• Input rows:
* * * * *

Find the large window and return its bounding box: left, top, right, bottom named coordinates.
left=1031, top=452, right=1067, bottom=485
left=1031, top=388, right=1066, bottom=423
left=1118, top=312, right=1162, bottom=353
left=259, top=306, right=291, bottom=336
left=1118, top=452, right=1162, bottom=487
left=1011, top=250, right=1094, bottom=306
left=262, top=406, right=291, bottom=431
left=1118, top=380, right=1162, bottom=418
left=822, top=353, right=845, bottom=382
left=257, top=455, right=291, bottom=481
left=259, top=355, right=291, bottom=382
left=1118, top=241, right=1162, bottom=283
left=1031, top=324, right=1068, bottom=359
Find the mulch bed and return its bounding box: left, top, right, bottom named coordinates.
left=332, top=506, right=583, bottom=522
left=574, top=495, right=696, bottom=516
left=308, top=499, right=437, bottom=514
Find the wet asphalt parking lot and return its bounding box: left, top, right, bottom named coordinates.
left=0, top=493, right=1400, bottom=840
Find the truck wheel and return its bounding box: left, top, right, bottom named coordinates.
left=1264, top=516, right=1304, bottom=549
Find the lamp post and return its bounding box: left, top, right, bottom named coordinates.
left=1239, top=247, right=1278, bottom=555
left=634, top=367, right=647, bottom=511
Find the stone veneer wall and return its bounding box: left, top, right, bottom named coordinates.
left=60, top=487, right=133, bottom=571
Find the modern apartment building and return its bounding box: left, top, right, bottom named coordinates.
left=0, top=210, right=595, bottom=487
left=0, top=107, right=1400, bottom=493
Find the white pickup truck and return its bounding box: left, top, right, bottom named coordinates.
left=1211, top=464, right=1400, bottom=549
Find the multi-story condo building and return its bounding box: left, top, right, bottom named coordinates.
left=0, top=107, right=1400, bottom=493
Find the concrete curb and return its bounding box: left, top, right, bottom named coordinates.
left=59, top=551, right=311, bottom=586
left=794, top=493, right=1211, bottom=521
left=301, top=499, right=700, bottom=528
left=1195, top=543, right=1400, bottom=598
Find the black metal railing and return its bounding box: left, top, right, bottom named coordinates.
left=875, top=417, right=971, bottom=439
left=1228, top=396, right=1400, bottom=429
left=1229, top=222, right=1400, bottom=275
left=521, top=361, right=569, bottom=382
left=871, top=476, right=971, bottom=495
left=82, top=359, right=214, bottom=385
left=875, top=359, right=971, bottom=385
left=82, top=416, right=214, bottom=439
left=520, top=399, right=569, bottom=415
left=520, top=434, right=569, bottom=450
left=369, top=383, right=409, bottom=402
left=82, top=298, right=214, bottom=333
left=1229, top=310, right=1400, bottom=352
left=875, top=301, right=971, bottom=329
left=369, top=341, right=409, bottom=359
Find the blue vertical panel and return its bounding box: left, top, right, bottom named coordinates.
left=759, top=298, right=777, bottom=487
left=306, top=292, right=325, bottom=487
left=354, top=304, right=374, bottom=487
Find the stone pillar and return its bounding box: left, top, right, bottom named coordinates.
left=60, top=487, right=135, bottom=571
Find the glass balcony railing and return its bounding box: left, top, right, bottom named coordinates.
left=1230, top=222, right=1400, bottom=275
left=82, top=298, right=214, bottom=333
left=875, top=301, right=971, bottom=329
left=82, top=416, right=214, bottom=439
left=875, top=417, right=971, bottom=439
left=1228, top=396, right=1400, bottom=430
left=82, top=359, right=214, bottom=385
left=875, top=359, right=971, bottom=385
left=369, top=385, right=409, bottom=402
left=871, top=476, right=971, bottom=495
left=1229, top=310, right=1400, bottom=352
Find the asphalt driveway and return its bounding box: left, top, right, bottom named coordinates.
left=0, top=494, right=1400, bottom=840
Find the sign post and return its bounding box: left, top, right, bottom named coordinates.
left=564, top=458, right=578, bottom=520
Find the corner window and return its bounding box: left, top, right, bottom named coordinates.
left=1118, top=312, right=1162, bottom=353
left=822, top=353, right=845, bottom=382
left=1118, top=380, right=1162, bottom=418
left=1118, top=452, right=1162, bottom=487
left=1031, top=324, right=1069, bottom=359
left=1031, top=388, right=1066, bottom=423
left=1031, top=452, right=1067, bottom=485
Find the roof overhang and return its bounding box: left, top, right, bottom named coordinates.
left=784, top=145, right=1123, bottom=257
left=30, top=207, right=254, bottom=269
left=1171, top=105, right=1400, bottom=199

* * * * *

• Aim of the exercise: Put every line of the records above into a Markdown table with the columns Row and Line. Number the rows and leave out blank lines.

• Output of the exercise:
| Row | Line |
|---|---|
| 1 | Find the large window and return its bounding box: left, top, right, bottom named coordinates. |
| 2 | left=1031, top=452, right=1067, bottom=485 |
| 3 | left=1031, top=388, right=1066, bottom=423 |
| 4 | left=1118, top=312, right=1162, bottom=353 |
| 5 | left=259, top=306, right=291, bottom=336 |
| 6 | left=1118, top=452, right=1162, bottom=487 |
| 7 | left=1011, top=250, right=1094, bottom=306 |
| 8 | left=262, top=406, right=291, bottom=431 |
| 9 | left=1118, top=380, right=1162, bottom=418 |
| 10 | left=822, top=353, right=845, bottom=382 |
| 11 | left=257, top=455, right=291, bottom=481 |
| 12 | left=259, top=355, right=291, bottom=382 |
| 13 | left=1118, top=241, right=1162, bottom=283 |
| 14 | left=1031, top=324, right=1068, bottom=359 |
| 15 | Find the mulch bed and return its bounding box: left, top, right, bottom named coordinates. |
| 16 | left=332, top=506, right=583, bottom=522 |
| 17 | left=574, top=495, right=696, bottom=516 |
| 18 | left=308, top=499, right=437, bottom=514 |
| 19 | Find the wet asphalt parking lot and return its bounding box: left, top, right, bottom named coordinates. |
| 20 | left=0, top=493, right=1400, bottom=840 |
| 21 | Find the truck wheel and return its bounding box: left, top, right, bottom named coordinates. |
| 22 | left=1264, top=516, right=1304, bottom=549 |
| 23 | Find the lamp post and return its bounding box: left, top, right, bottom named coordinates. |
| 24 | left=1239, top=247, right=1278, bottom=555 |
| 25 | left=634, top=367, right=647, bottom=511 |
| 26 | Find the stone veneer wall and return its bounding box: left, top, right, bottom named coordinates. |
| 27 | left=60, top=487, right=133, bottom=571 |
| 28 | Find the modern apartment building and return its bounding box: left, top, right, bottom named coordinates. |
| 29 | left=0, top=210, right=595, bottom=487 |
| 30 | left=0, top=107, right=1400, bottom=493 |
| 31 | Find the white pickup truck and return its bounding box: left, top, right, bottom named coordinates. |
| 32 | left=1211, top=464, right=1400, bottom=549 |
| 33 | Find the multi-story condo building and return its bounding box: left, top, right, bottom named coordinates. |
| 34 | left=0, top=107, right=1400, bottom=493 |
| 35 | Find the concrete curb and return its bounding box: left, top, right, bottom named coordinates. |
| 36 | left=59, top=551, right=311, bottom=586 |
| 37 | left=794, top=493, right=1211, bottom=521 |
| 38 | left=301, top=499, right=700, bottom=528 |
| 39 | left=1195, top=543, right=1400, bottom=598 |
| 40 | Find the black metal railing and return its bounding box: left, top, right, bottom named coordinates. |
| 41 | left=875, top=417, right=971, bottom=439 |
| 42 | left=1228, top=396, right=1400, bottom=429 |
| 43 | left=1229, top=222, right=1400, bottom=275 |
| 44 | left=521, top=361, right=569, bottom=382 |
| 45 | left=871, top=476, right=971, bottom=495 |
| 46 | left=82, top=359, right=214, bottom=385 |
| 47 | left=875, top=359, right=971, bottom=385 |
| 48 | left=82, top=416, right=214, bottom=439 |
| 49 | left=520, top=399, right=569, bottom=415 |
| 50 | left=520, top=434, right=569, bottom=450 |
| 51 | left=369, top=383, right=409, bottom=402 |
| 52 | left=82, top=298, right=214, bottom=333 |
| 53 | left=1229, top=310, right=1400, bottom=352 |
| 54 | left=875, top=301, right=971, bottom=329 |
| 55 | left=369, top=341, right=409, bottom=359 |
| 56 | Find the blue vertical panel and return its bounding box: left, top, right, bottom named coordinates. |
| 57 | left=759, top=298, right=777, bottom=487 |
| 58 | left=306, top=292, right=325, bottom=487 |
| 59 | left=354, top=304, right=374, bottom=487 |
| 60 | Find the stone pillar and return its bounding box: left, top, right, bottom named coordinates. |
| 61 | left=60, top=487, right=135, bottom=571 |
| 62 | Find the glass balcony railing and return its bounding box: left, top, right, bottom named coordinates. |
| 63 | left=1230, top=222, right=1400, bottom=275 |
| 64 | left=82, top=298, right=214, bottom=333 |
| 65 | left=875, top=301, right=971, bottom=329 |
| 66 | left=82, top=416, right=214, bottom=439 |
| 67 | left=875, top=417, right=971, bottom=439 |
| 68 | left=1228, top=396, right=1400, bottom=430 |
| 69 | left=82, top=359, right=214, bottom=385 |
| 70 | left=875, top=359, right=971, bottom=385 |
| 71 | left=369, top=385, right=409, bottom=402 |
| 72 | left=871, top=476, right=971, bottom=495 |
| 73 | left=1229, top=310, right=1400, bottom=352 |
| 74 | Find the asphalt driveway and return its bounding box: left, top, right, bottom named coordinates. |
| 75 | left=0, top=494, right=1400, bottom=840 |
| 76 | Find the sign post and return its bounding box: left, top, right, bottom named coordinates. |
| 77 | left=564, top=458, right=578, bottom=520 |
| 78 | Find the corner window and return its bounding box: left, top, right, bottom named coordinates. |
| 79 | left=1118, top=312, right=1162, bottom=353 |
| 80 | left=822, top=353, right=845, bottom=382 |
| 81 | left=1118, top=380, right=1162, bottom=418 |
| 82 | left=1118, top=452, right=1162, bottom=487 |
| 83 | left=1031, top=324, right=1069, bottom=359 |
| 84 | left=1031, top=388, right=1066, bottom=423 |
| 85 | left=1031, top=452, right=1067, bottom=485 |
| 86 | Find the roof overhang and return its bounding box: left, top, right, bottom named coordinates. |
| 87 | left=784, top=145, right=1123, bottom=257 |
| 88 | left=30, top=207, right=254, bottom=269 |
| 89 | left=1171, top=105, right=1400, bottom=199 |